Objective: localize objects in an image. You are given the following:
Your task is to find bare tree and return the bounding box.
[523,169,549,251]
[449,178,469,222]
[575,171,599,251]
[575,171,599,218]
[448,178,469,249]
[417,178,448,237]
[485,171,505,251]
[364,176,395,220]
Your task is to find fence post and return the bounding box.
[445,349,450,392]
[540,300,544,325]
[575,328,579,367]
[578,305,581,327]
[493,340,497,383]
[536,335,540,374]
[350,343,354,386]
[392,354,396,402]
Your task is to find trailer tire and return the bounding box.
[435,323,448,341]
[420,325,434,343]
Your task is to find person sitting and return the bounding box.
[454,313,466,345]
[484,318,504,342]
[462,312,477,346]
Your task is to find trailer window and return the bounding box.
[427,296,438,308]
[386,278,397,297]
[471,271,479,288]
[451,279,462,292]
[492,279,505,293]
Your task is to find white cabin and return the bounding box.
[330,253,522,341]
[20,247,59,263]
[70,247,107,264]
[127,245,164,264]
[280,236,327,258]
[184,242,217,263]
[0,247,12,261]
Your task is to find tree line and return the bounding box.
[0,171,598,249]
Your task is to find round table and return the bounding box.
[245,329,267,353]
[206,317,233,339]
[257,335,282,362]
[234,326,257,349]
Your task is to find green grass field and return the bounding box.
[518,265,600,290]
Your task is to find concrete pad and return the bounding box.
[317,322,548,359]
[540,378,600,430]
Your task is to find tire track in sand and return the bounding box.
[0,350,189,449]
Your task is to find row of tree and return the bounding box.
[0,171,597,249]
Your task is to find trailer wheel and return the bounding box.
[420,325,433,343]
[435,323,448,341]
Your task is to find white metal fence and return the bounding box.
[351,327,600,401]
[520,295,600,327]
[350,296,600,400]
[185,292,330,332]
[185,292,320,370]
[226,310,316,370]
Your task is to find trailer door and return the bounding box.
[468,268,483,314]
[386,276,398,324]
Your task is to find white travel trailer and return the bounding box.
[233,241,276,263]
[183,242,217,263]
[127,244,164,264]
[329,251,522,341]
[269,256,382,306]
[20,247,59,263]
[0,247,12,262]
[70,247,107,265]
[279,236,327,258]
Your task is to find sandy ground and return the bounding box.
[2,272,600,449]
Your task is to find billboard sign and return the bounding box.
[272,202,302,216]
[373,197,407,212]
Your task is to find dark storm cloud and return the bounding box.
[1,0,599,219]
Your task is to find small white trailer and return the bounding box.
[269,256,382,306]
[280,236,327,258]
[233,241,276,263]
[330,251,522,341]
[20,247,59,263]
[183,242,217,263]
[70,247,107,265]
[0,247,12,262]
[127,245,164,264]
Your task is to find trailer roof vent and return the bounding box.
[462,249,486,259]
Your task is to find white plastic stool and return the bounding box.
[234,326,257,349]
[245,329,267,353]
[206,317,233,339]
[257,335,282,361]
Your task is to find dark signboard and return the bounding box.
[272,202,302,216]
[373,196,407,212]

_Task_
Repeat, word for word, every line from the line that contains "Your task is to find green" to the end of the entries; include both of those lines and no others.

_Answer below_
Your task is to find green grass field and return the bounding box.
[518,265,600,290]
Your task is to find concrete pad and return the bounding box.
[317,322,548,359]
[540,378,600,430]
Your task is to find tire track in sand and return the bounding box.
[0,350,189,449]
Your task is to find row of tree and return the bounding box.
[0,171,597,249]
Your task is to find trailer wheel and return the bounding box.
[420,325,433,343]
[435,323,448,341]
Your task is to find white metal fence and return the bounding box.
[351,327,600,401]
[520,295,600,327]
[350,296,600,400]
[185,292,330,332]
[185,292,320,370]
[226,310,316,370]
Your task is to find trailer door and return the bounding box.
[468,268,483,314]
[386,276,398,324]
Your task is to find white travel trailer and return the bounding box.
[233,241,276,263]
[183,242,217,263]
[127,244,164,264]
[329,251,522,341]
[269,256,382,306]
[20,247,59,263]
[0,247,12,262]
[70,247,107,265]
[279,236,327,258]
Your task is to find sandy ground and return the bounding box.
[2,272,600,449]
Your task is to find billboard sign and return the bounding box.
[272,202,302,216]
[373,197,407,212]
Your task is to find dark storm cloud and return the bounding box.
[1,0,599,219]
Your task is to find small white trailer and return the bounding box.
[269,256,382,306]
[280,236,327,258]
[233,241,276,263]
[330,251,522,341]
[20,247,59,263]
[183,242,217,263]
[70,247,107,265]
[0,247,12,262]
[127,245,164,264]
Your task is to find trailer roof vent and return the bounding box.
[462,249,486,259]
Your task is to find white plastic stool and return the bounding box.
[234,326,257,349]
[245,329,267,353]
[206,317,233,339]
[257,335,282,361]
Your task is to find dark signboard and return the bounding box.
[272,202,302,216]
[373,196,407,212]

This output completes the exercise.